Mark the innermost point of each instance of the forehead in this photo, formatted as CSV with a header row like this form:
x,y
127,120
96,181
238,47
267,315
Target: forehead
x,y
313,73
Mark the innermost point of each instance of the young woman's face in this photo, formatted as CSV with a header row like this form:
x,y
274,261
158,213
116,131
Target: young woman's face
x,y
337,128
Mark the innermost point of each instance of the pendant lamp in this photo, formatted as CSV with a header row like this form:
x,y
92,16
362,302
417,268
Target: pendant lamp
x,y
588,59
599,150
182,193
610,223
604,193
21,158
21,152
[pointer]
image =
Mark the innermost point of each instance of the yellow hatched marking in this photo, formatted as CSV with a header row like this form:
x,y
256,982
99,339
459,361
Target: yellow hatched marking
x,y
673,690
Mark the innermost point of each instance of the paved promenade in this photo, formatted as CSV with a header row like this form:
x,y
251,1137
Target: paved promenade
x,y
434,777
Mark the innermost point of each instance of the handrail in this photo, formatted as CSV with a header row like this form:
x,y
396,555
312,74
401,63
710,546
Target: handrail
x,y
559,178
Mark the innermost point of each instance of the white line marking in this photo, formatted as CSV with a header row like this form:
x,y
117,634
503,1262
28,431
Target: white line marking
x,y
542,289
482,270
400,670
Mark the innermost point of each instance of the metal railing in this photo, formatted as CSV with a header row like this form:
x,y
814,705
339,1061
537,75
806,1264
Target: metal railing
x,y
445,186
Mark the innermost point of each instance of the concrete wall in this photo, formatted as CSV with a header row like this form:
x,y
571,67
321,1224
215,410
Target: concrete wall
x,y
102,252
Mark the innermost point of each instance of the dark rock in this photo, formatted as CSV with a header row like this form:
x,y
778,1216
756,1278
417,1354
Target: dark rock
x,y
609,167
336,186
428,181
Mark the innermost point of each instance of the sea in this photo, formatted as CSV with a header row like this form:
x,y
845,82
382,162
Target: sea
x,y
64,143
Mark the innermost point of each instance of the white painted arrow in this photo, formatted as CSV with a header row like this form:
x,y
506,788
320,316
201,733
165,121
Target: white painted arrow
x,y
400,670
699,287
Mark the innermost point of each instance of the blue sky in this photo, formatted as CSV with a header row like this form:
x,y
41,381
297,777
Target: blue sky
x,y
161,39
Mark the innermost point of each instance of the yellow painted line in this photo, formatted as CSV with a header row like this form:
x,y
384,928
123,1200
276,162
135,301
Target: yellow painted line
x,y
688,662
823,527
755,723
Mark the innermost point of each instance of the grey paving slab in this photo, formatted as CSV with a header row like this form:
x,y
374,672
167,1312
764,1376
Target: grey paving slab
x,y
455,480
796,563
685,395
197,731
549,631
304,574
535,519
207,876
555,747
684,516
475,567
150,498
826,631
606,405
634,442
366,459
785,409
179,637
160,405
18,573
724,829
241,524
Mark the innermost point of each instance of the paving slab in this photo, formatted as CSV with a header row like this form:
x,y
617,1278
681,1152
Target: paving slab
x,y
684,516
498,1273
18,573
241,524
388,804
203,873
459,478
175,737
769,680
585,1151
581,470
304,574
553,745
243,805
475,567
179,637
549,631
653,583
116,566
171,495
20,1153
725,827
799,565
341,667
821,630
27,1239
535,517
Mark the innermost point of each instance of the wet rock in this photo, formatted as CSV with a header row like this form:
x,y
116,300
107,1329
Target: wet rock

────────────────────────────────────────

> [Problem statement]:
Please rewrite the listing above, changing each "innermost" to "central" and keeping everything else the same.

> [Result below]:
Mark the central point of each instance of the forehead in this photo, formatted as CSV with a header row like this form:
x,y
127,120
96,181
238,47
267,315
Target: forehead
x,y
313,73
Mark the central point of each instance of the young woman's face in this photo, formatted as CSV with a header row like this form:
x,y
274,261
158,213
116,131
Target: young woman's face
x,y
337,128
Mark the central point of each instance of the pendant lamp in this photo, formatted as CSV with a header row like this form:
x,y
92,16
362,302
417,268
Target: pendant lamp
x,y
588,59
599,150
182,193
610,223
604,193
21,158
21,152
[pointer]
image =
Mark the central point of each instance of the yellow hatched marking in this photo, formatted as CSV with a header row like this form:
x,y
256,982
99,339
459,361
Target: yellow hatched marking
x,y
673,690
Mark the central point of each instance of the paved promenade in this photo, formatted as CSV with a header row like this form:
x,y
251,1137
Target: paved promenade
x,y
434,777
Mark the central point of each instance of the handrail in this photo, formatted as CSV with a header row like this form:
x,y
396,555
312,74
401,63
710,546
Target: handrail
x,y
559,178
Mark the central point of each instance of the white line marking in this photo, formatted as CSV with a header row like this form:
x,y
117,634
503,1262
28,431
Target: white line marking
x,y
542,289
482,270
400,670
Mark the central point of each instance of the metal railing in this photo, formatted as CSV with a header row like this form:
x,y
814,705
339,1061
537,75
806,1264
Target: metal railing
x,y
445,186
Mark the central point of each instance of the concrete wall in this photo, formatted as CSV with a header row like this form:
x,y
571,67
321,1224
215,410
Target: concrete wall
x,y
102,252
Mark the central point of each instance of the dark rock in this photo, formatted as CSV with a header row like this form:
x,y
778,1216
756,1278
417,1354
Target: dark rock
x,y
609,167
336,186
428,181
Mark the central point of each instance of the sea in this photo, formatted as CSV with a header row like this form:
x,y
845,82
382,162
Target: sea
x,y
64,143
Mark the central point of each instance of the white painted arrow in this photo, formatted as CSV with a header row like this form:
x,y
506,788
320,316
201,733
165,121
Target: white painted arrow
x,y
400,670
699,287
Mark the central point of each instance of the blue sky in this photo, formatted as CSV with a header row like this form:
x,y
41,381
297,777
Target: blue sky
x,y
161,39
Mark the central point of each instance of the yellow painted line in this photo, formatted as CSV with a header row like this form:
x,y
384,928
123,1200
276,162
135,301
Target: yellow painted line
x,y
688,662
823,527
755,723
Mark the central point of each instance of the grey paving slab in this photo, formatted as CSV with a header row like this form:
x,y
374,672
167,1312
764,1376
Target: grey paving slab
x,y
455,480
796,563
685,395
197,731
549,631
304,574
535,519
207,876
555,747
684,516
475,567
150,498
826,631
606,405
634,442
366,459
785,409
179,637
160,405
18,573
724,829
241,524
Mark the central point of each instance of the paving slab in this photo, formatted as CSV with a header row like this form:
x,y
617,1278
681,1152
Target: paving slab
x,y
684,516
498,1273
18,573
241,524
388,804
203,873
459,478
175,737
769,680
585,1151
581,470
304,574
553,745
243,805
475,567
179,637
549,631
653,583
116,566
171,495
20,1153
725,827
799,565
341,667
821,630
27,1239
535,517
Mark the central point of each instance of the wet rock in this photo, formatted as CSV with a header row like this form:
x,y
116,300
107,1329
Target: wet rock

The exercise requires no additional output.